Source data
-- -- --

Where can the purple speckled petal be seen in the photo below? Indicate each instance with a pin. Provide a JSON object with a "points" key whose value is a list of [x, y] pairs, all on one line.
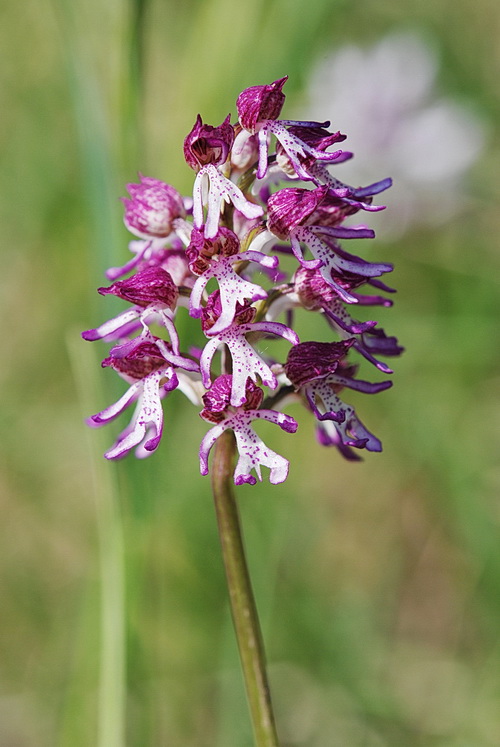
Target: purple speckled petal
{"points": [[112, 412], [148, 421], [233, 289], [206, 359]]}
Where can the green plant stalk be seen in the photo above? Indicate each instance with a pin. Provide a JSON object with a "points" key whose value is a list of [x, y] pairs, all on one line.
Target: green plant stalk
{"points": [[243, 609]]}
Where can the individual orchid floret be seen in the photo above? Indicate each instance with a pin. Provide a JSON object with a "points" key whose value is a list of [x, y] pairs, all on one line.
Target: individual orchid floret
{"points": [[153, 207], [151, 377], [233, 288], [246, 210], [152, 285], [253, 453], [290, 213], [319, 370], [246, 362], [259, 104], [315, 294]]}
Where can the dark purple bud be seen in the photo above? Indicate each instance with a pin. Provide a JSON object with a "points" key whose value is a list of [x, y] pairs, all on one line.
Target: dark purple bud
{"points": [[151, 285], [244, 314], [312, 289], [289, 208], [152, 208], [208, 145], [217, 399], [257, 104], [315, 360]]}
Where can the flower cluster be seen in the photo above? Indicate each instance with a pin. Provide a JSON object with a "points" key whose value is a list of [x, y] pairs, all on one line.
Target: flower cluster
{"points": [[249, 208]]}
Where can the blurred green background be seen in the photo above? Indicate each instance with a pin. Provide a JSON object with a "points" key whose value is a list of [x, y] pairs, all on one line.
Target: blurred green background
{"points": [[379, 582]]}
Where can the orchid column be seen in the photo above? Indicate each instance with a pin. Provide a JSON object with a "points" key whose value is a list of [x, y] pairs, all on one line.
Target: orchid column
{"points": [[263, 190]]}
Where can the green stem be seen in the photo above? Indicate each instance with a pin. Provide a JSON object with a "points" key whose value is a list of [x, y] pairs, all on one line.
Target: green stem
{"points": [[243, 609]]}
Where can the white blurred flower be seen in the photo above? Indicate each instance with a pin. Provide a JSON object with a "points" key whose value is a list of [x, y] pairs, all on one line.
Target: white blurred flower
{"points": [[384, 100]]}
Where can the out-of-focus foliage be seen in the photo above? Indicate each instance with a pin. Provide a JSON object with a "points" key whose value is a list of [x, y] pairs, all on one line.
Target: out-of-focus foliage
{"points": [[379, 582]]}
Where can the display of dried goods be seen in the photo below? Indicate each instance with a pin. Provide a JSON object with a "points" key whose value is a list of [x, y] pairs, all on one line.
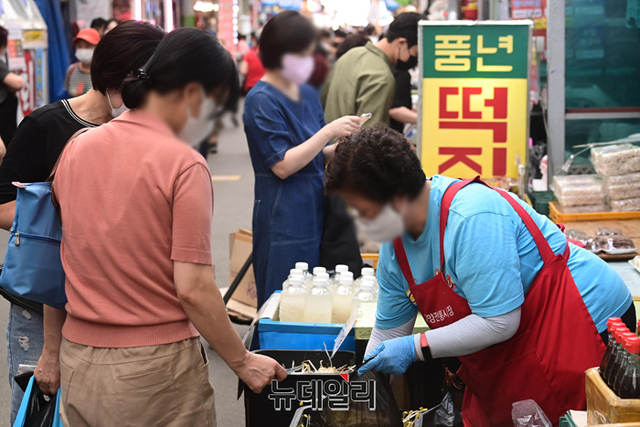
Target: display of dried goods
{"points": [[616, 159], [608, 231], [594, 208], [622, 191], [631, 178]]}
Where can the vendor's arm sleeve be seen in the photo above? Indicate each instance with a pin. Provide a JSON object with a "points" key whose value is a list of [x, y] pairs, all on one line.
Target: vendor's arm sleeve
{"points": [[192, 210], [486, 262], [270, 131], [471, 334], [25, 159], [374, 95], [380, 335], [394, 306]]}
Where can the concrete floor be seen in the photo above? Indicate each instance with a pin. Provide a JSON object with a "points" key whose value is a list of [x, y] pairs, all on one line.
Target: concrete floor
{"points": [[233, 209]]}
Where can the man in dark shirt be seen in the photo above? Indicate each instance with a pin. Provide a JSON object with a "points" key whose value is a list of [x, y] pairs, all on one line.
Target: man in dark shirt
{"points": [[35, 148]]}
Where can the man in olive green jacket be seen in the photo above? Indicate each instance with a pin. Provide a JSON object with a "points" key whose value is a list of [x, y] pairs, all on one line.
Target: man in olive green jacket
{"points": [[362, 80]]}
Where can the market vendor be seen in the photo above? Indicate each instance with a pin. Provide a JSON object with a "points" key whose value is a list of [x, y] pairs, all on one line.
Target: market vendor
{"points": [[497, 283]]}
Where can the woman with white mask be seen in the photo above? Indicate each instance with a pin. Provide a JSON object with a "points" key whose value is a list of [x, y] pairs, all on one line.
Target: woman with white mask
{"points": [[136, 203], [288, 142], [78, 78]]}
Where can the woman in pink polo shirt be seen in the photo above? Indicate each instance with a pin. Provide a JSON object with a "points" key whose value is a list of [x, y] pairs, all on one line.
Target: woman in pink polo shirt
{"points": [[136, 204]]}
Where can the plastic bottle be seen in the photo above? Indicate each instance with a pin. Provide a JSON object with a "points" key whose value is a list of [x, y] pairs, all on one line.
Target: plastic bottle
{"points": [[318, 307], [630, 385], [620, 355], [335, 279], [612, 323], [292, 301], [366, 294], [343, 300], [293, 272], [305, 269]]}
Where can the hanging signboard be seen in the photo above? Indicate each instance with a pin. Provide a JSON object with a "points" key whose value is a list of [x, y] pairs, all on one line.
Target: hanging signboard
{"points": [[474, 90]]}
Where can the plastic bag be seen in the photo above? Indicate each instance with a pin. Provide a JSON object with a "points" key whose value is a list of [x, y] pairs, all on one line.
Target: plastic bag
{"points": [[443, 415], [527, 413], [36, 411], [385, 414]]}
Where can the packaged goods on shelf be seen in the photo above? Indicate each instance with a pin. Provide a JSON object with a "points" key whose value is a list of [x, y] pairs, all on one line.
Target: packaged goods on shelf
{"points": [[628, 179], [622, 191], [616, 159], [579, 193], [625, 205]]}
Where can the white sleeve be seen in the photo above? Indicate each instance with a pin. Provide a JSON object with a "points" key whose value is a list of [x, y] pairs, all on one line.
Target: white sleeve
{"points": [[471, 334], [379, 335]]}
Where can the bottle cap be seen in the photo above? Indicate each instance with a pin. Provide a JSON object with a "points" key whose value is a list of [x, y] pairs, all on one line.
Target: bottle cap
{"points": [[625, 335], [320, 282], [368, 271], [295, 281], [347, 274], [317, 270], [633, 345], [341, 268], [346, 281], [613, 320]]}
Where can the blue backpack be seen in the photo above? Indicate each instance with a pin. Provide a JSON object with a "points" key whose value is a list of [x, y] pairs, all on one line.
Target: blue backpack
{"points": [[32, 266]]}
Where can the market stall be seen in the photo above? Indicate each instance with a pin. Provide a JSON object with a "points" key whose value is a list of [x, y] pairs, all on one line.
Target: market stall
{"points": [[27, 52]]}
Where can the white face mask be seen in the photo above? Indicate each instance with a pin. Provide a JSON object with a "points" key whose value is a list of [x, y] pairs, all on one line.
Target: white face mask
{"points": [[385, 227], [84, 55], [197, 129], [115, 112]]}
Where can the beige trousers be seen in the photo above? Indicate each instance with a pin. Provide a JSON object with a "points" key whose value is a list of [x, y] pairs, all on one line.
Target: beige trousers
{"points": [[164, 385]]}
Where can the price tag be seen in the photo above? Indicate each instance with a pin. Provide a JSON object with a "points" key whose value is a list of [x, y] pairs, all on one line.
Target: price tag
{"points": [[345, 332]]}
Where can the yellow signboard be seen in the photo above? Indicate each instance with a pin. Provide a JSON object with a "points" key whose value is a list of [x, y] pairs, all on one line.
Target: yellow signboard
{"points": [[474, 108]]}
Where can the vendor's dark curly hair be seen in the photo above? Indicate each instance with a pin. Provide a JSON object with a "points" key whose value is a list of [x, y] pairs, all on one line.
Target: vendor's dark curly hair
{"points": [[377, 163]]}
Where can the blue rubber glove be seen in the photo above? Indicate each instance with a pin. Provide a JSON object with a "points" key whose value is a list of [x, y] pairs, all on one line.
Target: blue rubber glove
{"points": [[393, 357]]}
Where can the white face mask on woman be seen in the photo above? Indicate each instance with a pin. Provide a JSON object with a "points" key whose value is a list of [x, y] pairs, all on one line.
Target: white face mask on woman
{"points": [[197, 129], [385, 227], [297, 69], [84, 55]]}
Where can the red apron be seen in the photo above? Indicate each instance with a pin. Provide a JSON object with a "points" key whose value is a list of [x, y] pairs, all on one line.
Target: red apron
{"points": [[546, 360]]}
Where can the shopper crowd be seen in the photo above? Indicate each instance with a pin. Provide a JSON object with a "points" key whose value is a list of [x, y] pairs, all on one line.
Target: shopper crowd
{"points": [[135, 200]]}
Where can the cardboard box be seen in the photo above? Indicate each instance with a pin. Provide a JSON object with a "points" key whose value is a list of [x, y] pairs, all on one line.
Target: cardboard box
{"points": [[240, 247], [604, 406]]}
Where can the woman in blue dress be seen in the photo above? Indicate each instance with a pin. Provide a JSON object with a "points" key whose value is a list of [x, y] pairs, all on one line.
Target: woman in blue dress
{"points": [[288, 143]]}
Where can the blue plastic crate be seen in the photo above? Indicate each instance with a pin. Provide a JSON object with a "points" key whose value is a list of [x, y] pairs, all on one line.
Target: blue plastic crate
{"points": [[277, 335]]}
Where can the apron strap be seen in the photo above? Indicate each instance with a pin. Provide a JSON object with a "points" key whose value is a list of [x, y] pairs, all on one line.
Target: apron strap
{"points": [[401, 254], [447, 198], [543, 245]]}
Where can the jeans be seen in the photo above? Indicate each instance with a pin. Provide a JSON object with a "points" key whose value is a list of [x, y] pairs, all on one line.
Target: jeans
{"points": [[25, 339]]}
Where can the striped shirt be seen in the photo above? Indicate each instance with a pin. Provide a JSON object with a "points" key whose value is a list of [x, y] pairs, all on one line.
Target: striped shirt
{"points": [[77, 82]]}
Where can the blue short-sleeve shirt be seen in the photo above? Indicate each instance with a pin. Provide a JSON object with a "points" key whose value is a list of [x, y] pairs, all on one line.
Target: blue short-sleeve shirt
{"points": [[492, 258]]}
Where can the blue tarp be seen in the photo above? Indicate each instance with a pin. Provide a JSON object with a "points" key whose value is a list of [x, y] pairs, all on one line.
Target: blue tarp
{"points": [[58, 51]]}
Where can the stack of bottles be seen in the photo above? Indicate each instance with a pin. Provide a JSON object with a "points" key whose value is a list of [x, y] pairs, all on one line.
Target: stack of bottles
{"points": [[324, 298], [620, 367]]}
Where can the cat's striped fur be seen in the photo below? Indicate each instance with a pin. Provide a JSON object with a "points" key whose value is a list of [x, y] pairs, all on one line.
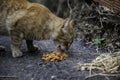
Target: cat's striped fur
{"points": [[32, 21]]}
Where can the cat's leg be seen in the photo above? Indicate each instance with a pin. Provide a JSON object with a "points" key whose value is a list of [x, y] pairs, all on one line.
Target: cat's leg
{"points": [[16, 41], [2, 48], [30, 46]]}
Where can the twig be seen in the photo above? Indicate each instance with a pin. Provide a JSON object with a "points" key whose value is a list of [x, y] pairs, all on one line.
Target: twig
{"points": [[69, 6]]}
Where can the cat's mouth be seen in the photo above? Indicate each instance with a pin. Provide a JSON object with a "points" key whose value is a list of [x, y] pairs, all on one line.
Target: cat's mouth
{"points": [[62, 48]]}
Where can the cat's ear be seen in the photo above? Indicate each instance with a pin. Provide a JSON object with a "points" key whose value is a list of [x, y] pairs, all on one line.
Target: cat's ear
{"points": [[72, 23], [65, 25]]}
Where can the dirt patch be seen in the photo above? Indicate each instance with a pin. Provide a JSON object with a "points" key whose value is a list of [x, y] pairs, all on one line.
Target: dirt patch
{"points": [[32, 67]]}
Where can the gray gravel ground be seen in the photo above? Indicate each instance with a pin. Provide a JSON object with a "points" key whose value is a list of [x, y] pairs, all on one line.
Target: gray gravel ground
{"points": [[32, 67]]}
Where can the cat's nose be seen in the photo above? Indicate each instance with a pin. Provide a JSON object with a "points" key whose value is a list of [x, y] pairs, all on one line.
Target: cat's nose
{"points": [[61, 48]]}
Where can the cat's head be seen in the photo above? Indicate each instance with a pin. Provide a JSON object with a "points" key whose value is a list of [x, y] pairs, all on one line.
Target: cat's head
{"points": [[65, 35]]}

-- -- --

WORK REQUIRED -
Find the lines in the records that contain the word "below", then copy every one of them.

RESPONSE -
Where can the purple speckled petal be seen in the photo below? Indicate each instance with a pin. Provide a JSON object with a "points" key whose value is a list of [x, y] pairs, all on one line.
Where can the display of dried goods be seen in the photo below? Indicate each instance with a pin. Provide a JSON object with a "points" key whose value is a list of [x, y] pairs, all on one line.
Where can the cat's striped fur be seen in the photo below? Indicate each instance with a pin. Provide a JSON object with a "points" key whose value is a list of [x, y] pairs, all on one line.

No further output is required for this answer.